- **Supplied entries**:
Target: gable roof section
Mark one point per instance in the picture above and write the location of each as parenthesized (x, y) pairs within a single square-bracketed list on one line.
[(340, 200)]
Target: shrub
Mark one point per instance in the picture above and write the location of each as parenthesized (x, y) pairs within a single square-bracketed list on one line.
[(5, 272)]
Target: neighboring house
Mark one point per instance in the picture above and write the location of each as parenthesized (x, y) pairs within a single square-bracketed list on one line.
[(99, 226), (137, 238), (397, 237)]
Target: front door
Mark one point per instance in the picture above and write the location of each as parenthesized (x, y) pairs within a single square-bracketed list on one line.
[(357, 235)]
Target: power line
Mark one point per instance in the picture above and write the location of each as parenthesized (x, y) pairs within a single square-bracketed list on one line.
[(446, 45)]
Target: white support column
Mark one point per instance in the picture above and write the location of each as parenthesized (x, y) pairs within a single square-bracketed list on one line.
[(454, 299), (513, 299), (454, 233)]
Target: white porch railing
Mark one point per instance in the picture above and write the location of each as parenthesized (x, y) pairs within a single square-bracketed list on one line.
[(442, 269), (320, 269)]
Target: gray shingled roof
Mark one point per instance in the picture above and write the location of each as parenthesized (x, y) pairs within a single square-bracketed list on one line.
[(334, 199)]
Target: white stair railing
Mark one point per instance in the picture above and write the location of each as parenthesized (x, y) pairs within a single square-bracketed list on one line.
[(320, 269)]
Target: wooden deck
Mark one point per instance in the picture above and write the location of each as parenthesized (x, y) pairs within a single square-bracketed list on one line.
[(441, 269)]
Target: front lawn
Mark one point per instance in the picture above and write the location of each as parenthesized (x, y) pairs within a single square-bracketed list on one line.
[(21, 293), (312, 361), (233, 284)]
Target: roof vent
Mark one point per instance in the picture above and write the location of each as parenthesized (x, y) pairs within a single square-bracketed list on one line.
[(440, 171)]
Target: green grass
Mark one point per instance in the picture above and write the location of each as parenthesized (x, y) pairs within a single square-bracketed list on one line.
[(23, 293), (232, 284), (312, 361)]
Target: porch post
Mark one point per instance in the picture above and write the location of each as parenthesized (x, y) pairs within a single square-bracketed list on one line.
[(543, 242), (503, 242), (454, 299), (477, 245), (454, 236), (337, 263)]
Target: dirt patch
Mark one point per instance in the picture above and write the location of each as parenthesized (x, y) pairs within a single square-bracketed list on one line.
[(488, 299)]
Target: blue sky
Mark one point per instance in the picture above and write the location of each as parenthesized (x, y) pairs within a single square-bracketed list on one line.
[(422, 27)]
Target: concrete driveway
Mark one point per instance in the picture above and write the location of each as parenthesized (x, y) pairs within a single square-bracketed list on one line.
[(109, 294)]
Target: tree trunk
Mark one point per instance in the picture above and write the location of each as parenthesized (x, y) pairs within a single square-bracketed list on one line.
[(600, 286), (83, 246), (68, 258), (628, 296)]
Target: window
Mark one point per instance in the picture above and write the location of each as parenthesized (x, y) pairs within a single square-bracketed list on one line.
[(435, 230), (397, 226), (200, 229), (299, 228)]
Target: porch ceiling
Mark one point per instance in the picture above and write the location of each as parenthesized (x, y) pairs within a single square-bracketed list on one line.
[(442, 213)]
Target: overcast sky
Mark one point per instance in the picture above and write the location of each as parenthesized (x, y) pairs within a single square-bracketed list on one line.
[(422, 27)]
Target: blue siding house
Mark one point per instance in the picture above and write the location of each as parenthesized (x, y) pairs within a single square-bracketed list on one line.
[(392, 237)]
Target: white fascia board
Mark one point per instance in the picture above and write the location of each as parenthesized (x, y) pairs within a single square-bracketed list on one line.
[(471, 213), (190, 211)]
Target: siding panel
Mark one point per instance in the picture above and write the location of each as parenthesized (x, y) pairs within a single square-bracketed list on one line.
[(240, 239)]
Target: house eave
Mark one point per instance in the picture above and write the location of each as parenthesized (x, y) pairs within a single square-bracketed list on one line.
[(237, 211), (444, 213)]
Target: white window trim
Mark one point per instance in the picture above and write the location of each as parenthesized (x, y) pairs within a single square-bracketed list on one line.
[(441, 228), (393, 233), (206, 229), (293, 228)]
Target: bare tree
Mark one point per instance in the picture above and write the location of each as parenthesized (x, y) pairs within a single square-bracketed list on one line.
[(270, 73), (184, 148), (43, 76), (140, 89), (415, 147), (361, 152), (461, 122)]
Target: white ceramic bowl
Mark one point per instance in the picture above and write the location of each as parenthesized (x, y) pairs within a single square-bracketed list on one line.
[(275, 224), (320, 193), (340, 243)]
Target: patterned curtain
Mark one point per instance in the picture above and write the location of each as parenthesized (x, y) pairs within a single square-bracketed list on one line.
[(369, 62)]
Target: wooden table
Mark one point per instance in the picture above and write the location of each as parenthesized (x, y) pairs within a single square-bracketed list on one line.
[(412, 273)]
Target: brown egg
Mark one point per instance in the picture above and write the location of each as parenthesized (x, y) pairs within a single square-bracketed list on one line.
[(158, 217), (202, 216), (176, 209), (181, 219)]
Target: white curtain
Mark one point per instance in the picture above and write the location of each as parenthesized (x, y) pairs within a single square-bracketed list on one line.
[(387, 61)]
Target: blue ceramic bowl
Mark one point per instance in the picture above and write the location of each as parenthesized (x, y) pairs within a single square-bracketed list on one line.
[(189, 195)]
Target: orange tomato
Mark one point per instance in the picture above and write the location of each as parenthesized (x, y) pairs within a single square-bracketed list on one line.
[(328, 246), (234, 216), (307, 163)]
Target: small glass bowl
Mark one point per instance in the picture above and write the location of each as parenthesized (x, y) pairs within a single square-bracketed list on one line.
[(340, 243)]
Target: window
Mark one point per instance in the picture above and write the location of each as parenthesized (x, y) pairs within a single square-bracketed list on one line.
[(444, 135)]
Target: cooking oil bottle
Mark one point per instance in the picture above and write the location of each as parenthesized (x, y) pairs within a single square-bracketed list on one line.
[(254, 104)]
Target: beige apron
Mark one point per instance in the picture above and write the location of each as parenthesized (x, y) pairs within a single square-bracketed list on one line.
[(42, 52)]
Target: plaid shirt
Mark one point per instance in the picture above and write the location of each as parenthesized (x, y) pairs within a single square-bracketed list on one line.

- **Written task**: Extract every line of the data above and reproduce it word for word, with no changes.

- **Exercise answer**:
Target: gable roof section
Mark one point per instance in the picture above and write the location of each as parenthesized (x, y) pairs within a single square-bracketed list on one line.
[(340, 200)]
Target: shrub
Mark one point per instance in the picture above and write the location of each as parenthesized (x, y) pairs within a single square-bracketed list on one line.
[(5, 272)]
Target: neighboring house
Mark one point per instance in the picture above and write the location of each as parenthesized (x, y) pairs within a single square-bracketed list on one line.
[(99, 226), (137, 238), (397, 237)]
Target: front door
Mark one point per instance in the picture above and write the location of each as parenthesized (x, y) pairs within a single square-bracketed list on one line.
[(357, 235)]
Target: power line
Mark one point per instance in the picture above and write the location of each as parenthesized (x, y) pairs within a single square-bracketed list on one line.
[(446, 45)]
Target: white support column
Mark one point per instance in the picture above and write the location of each as parenthesized (x, y) pairs within a single square-bracketed list on one line.
[(454, 299), (513, 299), (454, 233)]
Target: white porch railing
Mark one point per instance in the picture above and write the location of each as parenthesized (x, y) pairs within a single square-bracketed list on one line.
[(442, 269), (320, 269)]
Target: gray shingled roof
Mark one point per instance in the picture above and write the location of each as parenthesized (x, y) pairs within a single square-bracketed list on one line.
[(334, 199)]
Target: white stair railing
Mark one point per instance in the picture above and write the location of each as parenthesized (x, y) pairs within a single square-bracketed list on one line.
[(320, 269)]
Target: wooden deck
Mark one point per instance in the picture above and write the location of each as parenthesized (x, y) pairs within a single square-bracketed list on one line.
[(441, 269)]
Target: front lawn
Mark one point per instance in the picture above and write the location of each as parenthesized (x, y) pairs within a single square-bracketed list on one line.
[(21, 293), (312, 361), (233, 284)]
Target: roof vent
Mark one point per instance in the picture above and write the location of each as parenthesized (x, y) pairs within a single square-bracketed list on one line.
[(440, 171)]
Target: green grass
Mark one point per instance in the picture above and write the location of each as parenthesized (x, y) pairs within a single square-bracketed list on one line.
[(23, 293), (232, 284), (312, 361)]
Target: porch post
Mark one point per instance in the picture above and write the location of each as parenthesized (x, y) pairs within a single square-bracketed list on one line.
[(543, 242), (503, 242), (454, 299), (477, 245), (454, 236), (337, 263)]
Target: dirt patch
Mark one point per instance in the picture above and write the location of each as parenthesized (x, y) pairs within a single square-bracketed list on one line.
[(488, 299)]
Target: blue sky
Mark one point per instance in the picture above and write the location of each as parenthesized (x, y) pairs within a single square-bracketed list on one line.
[(422, 27)]
Target: concrete driveway
Mark one point per instance in the picture above and write the location of each as parenthesized (x, y) pairs within a single square-bracketed list on one line.
[(109, 294)]
Target: tree trunk
Mark one point per instance in the picture above and write the location of each as parenthesized (x, y) pairs within a single square-bracketed list on one line.
[(600, 286), (83, 246), (68, 258), (628, 296)]
Target: window
Mark one point per instance in the picture above and write the location of each as parenthesized (x, y) pairs within a single square-bracketed list on one line.
[(435, 230), (397, 226), (200, 229), (299, 228)]
Target: porch ceiling
Mark one point per instance in the picture above and write the location of each as parenthesized (x, y) pairs within a single square-bracketed list on one line.
[(442, 213)]
Target: overcast sky
Mark one point per instance in the picture above and write the location of each as parenthesized (x, y) pairs within a single square-bracketed list on one line.
[(422, 27)]
Target: blue siding house
Mark one point per instance in the picture above and write the location of each as parenthesized (x, y) pairs within a single square-bracketed list on one line.
[(392, 237)]
Target: white fascia board
Mark one point per instance in the picture above and write the location of each as parenthesized (x, y) pairs within a single square-bracketed list on one line.
[(471, 213), (190, 211)]
Target: siding panel
Mark one point per instance in the picture above and write the location of each as parenthesized (x, y) pairs within a single square-bracketed list on one line.
[(240, 239)]
Target: house eave
Mark one point per instance in the picture above and write the location of each as parenthesized (x, y) pairs within a single square-bracketed list on one line.
[(237, 211), (444, 213)]
Target: white window trim
Mark one point per instance in the picture above and write the location of each as parenthesized (x, y) pairs within a single square-bracketed list on one line.
[(441, 228), (393, 233), (206, 229), (293, 228)]
Target: bare tree
Mark one point per instance in the picture above and write the location of each as parenthesized (x, y) pairs within a single square-bracketed list on one line.
[(270, 73), (184, 148), (43, 76), (140, 89), (415, 147), (361, 152), (461, 122)]
Target: white ceramic bowl
Mark one point per instance in the picture above and write the location of each as parenthesized (x, y) pairs within a single square-bracketed list on one line.
[(275, 224), (320, 193), (340, 243)]
Target: patterned curtain
Mark one point per instance in the picture above and write the location of each as parenthesized (x, y) pairs within a single square-bracketed list on one line.
[(369, 62)]
Target: wooden table
Mark one point per instance in the picture above and write the location of each as parenthesized (x, y) pairs within a single square-bracketed list on one line.
[(412, 273)]
Target: brown egg
Mark one point per instance in the picture above and write the location of each as parenthesized (x, y) pairs within a single square-bracketed list on one line.
[(158, 217), (202, 216), (176, 209), (181, 219)]
Target: white curtain
Mark one point per instance in the picture above and write the location of each as parenthesized (x, y) pairs within a single square-bracketed list on one line.
[(387, 61)]
Target: blue ceramic bowl
Mark one point per instance in the picture above and write the location of each as parenthesized (x, y) pairs within a single square-bracketed list on one line.
[(189, 195)]
Target: orange tomato
Mark one point per instance in the picture above and write the location of each as parenthesized (x, y) pairs within a single square-bracketed list on one line.
[(328, 246), (234, 216), (307, 163)]
Target: small glass bowl
Mark one point per instance in the picture above and write the location of each as parenthesized (x, y) pairs within a single square-bracketed list on one line.
[(340, 243)]
Target: window
Mark one point per instance in the picture above and write the location of each as parenthesized (x, y) pairs within a single square-bracketed list on one line.
[(444, 135)]
Target: cooking oil bottle
Mark one point per instance in the picture above and write the location of each as parenthesized (x, y) pairs within a single square-bracketed list on one line.
[(254, 104)]
Target: beige apron
Mark one point per instance in the picture above and write the location of each as parenthesized (x, y) pairs within a single square-bracketed list on one line.
[(42, 52)]
Target: plaid shirt
Mark one point per instance in the picture above and write the location of each as parenthesized (x, y) pairs within a single square-bracketed list on one line.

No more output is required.